**Tarefa pedida 1:**
Formate como uma lista JSON de strings, uma por linha e sem linhas em branco, a parte das entradas que começa na linha que contém "out the building" e vai até ao fim das entradas. Deixe as imagens fora da resposta.

**Trecho fornecido:**
Conduzo por entre por entre pinheiros e carvalhos. Penso na nossa Teodósia da Paixão, que por ali passou, como eu agora passo. Encavalitada num burrito, talvez acompanhada pelo pai ou por homem de confiança da família. Mas também lhe poderia ter acontecido como ao Leonardo Nunes, um homem da sua terra que partira com uns padres jesuítas de passagem por São Vicente.
A torre do castelo do Sabugal ergue-se majestosa, mas eu
passo sem parar e sigo em direção à fronteira, no sentido de Vilar Formoso.
Agora quase só carvalhais e os campos muito mais arborizados do que eu os
imaginava, áridos como o planalto da Guarda.

Exemplos de marcação por pontos:

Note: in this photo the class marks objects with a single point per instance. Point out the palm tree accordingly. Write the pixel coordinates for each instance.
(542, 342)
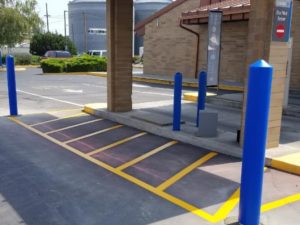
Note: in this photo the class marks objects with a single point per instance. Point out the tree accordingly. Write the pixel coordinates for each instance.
(41, 43)
(18, 20)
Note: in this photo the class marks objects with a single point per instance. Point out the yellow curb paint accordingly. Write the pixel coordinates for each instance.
(289, 163)
(185, 171)
(148, 154)
(116, 143)
(58, 119)
(93, 134)
(73, 126)
(221, 214)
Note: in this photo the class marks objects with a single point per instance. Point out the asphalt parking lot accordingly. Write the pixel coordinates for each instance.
(62, 166)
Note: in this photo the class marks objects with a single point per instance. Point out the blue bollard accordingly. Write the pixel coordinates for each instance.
(255, 139)
(1, 59)
(11, 82)
(177, 101)
(201, 93)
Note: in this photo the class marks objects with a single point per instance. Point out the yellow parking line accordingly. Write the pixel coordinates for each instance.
(117, 143)
(228, 206)
(185, 171)
(95, 133)
(73, 126)
(148, 154)
(54, 120)
(221, 214)
(280, 202)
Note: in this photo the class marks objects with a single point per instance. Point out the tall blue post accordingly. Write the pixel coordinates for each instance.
(255, 139)
(201, 93)
(11, 82)
(177, 101)
(1, 59)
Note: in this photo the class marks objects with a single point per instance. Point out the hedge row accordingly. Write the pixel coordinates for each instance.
(24, 59)
(83, 63)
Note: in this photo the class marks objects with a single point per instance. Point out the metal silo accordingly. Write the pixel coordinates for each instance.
(144, 9)
(87, 24)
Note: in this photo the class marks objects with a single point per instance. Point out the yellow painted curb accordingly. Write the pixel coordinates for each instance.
(289, 163)
(193, 96)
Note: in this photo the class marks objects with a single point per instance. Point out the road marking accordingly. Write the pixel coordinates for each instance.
(93, 134)
(73, 126)
(153, 93)
(148, 154)
(228, 206)
(58, 119)
(185, 171)
(116, 143)
(49, 98)
(220, 215)
(280, 202)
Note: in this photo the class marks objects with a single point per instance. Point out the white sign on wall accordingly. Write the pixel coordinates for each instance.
(214, 47)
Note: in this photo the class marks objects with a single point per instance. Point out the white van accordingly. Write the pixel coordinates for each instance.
(100, 53)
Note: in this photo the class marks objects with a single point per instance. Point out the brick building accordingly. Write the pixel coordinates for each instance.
(175, 39)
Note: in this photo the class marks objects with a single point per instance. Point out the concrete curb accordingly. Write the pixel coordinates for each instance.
(126, 119)
(17, 69)
(150, 80)
(288, 163)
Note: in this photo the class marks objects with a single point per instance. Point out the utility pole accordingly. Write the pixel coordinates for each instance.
(85, 31)
(65, 24)
(47, 17)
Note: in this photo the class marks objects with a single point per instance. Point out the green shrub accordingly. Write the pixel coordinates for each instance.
(83, 63)
(35, 60)
(53, 65)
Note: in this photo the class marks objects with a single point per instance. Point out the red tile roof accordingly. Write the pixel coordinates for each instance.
(232, 10)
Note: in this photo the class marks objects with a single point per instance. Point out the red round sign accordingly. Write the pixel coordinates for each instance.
(280, 31)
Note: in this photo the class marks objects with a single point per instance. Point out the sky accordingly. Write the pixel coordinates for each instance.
(56, 11)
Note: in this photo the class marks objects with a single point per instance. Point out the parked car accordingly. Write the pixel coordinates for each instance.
(100, 53)
(56, 54)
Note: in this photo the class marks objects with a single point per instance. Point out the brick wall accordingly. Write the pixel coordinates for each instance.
(234, 47)
(169, 48)
(295, 76)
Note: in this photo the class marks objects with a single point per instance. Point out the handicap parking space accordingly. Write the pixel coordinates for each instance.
(198, 180)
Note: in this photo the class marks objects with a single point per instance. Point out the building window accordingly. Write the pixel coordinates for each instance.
(97, 31)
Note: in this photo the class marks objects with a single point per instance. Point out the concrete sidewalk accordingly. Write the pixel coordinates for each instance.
(145, 117)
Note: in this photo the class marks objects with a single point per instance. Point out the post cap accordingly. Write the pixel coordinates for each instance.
(261, 64)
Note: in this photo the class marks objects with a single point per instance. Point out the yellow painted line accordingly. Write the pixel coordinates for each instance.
(228, 206)
(289, 163)
(63, 110)
(95, 133)
(148, 154)
(128, 177)
(54, 120)
(117, 143)
(73, 126)
(221, 214)
(280, 202)
(185, 171)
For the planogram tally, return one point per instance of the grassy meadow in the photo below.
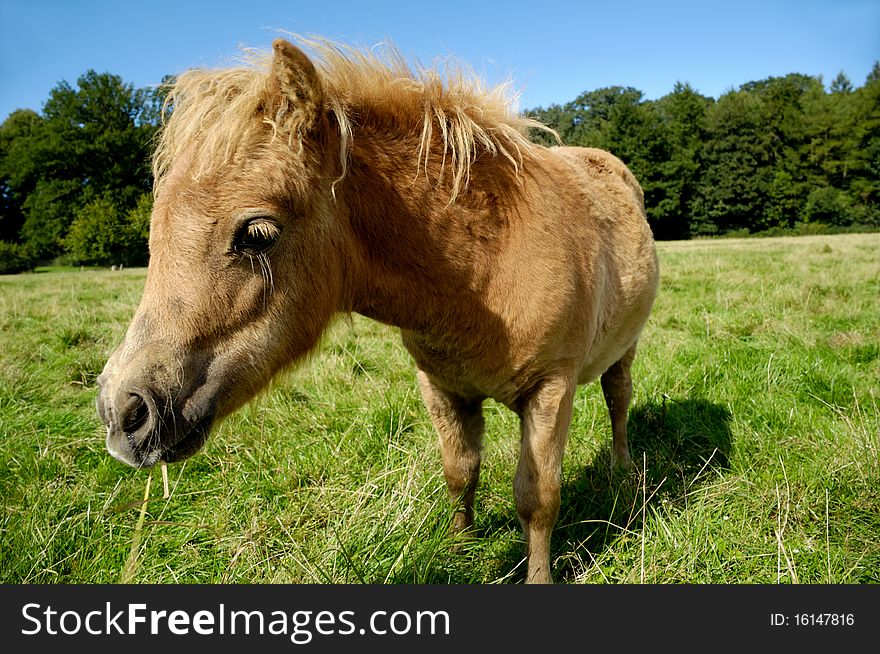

**Tarefa pedida 2:**
Extraia do trecho, sem alterações, a parte que começa nas palavras "A torre do castelo" e termina em "planalto da Guarda.".

**Solução 1:**
[
  "Note: in this photo the class marks objects with a single point per instance. Point out the building window accordingly. Write the pixel coordinates for each instance.",
  "(97, 31)",
  "Note: in this photo the class marks objects with a single point per instance. Point out the concrete sidewalk accordingly. Write the pixel coordinates for each instance.",
  "(145, 117)",
  "Note: in this photo the class marks objects with a single point per instance. Point out the post cap accordingly. Write the pixel coordinates for each instance.",
  "(261, 64)",
  "Note: in this photo the class marks objects with a single point per instance. Point out the yellow painted line accordingly. Write the pixel coordinates for each instance.",
  "(228, 206)",
  "(289, 163)",
  "(63, 110)",
  "(95, 133)",
  "(148, 154)",
  "(128, 177)",
  "(54, 120)",
  "(117, 143)",
  "(73, 126)",
  "(221, 214)",
  "(280, 202)",
  "(185, 171)",
  "For the planogram tally, return one point per instance of the grassy meadow in the photo below."
]

**Solução 2:**
A torre do castelo do Sabugal ergue-se majestosa, mas eu
passo sem parar e sigo em direção à fronteira, no sentido de Vilar Formoso.
Agora quase só carvalhais e os campos muito mais arborizados do que eu os
imaginava, áridos como o planalto da Guarda.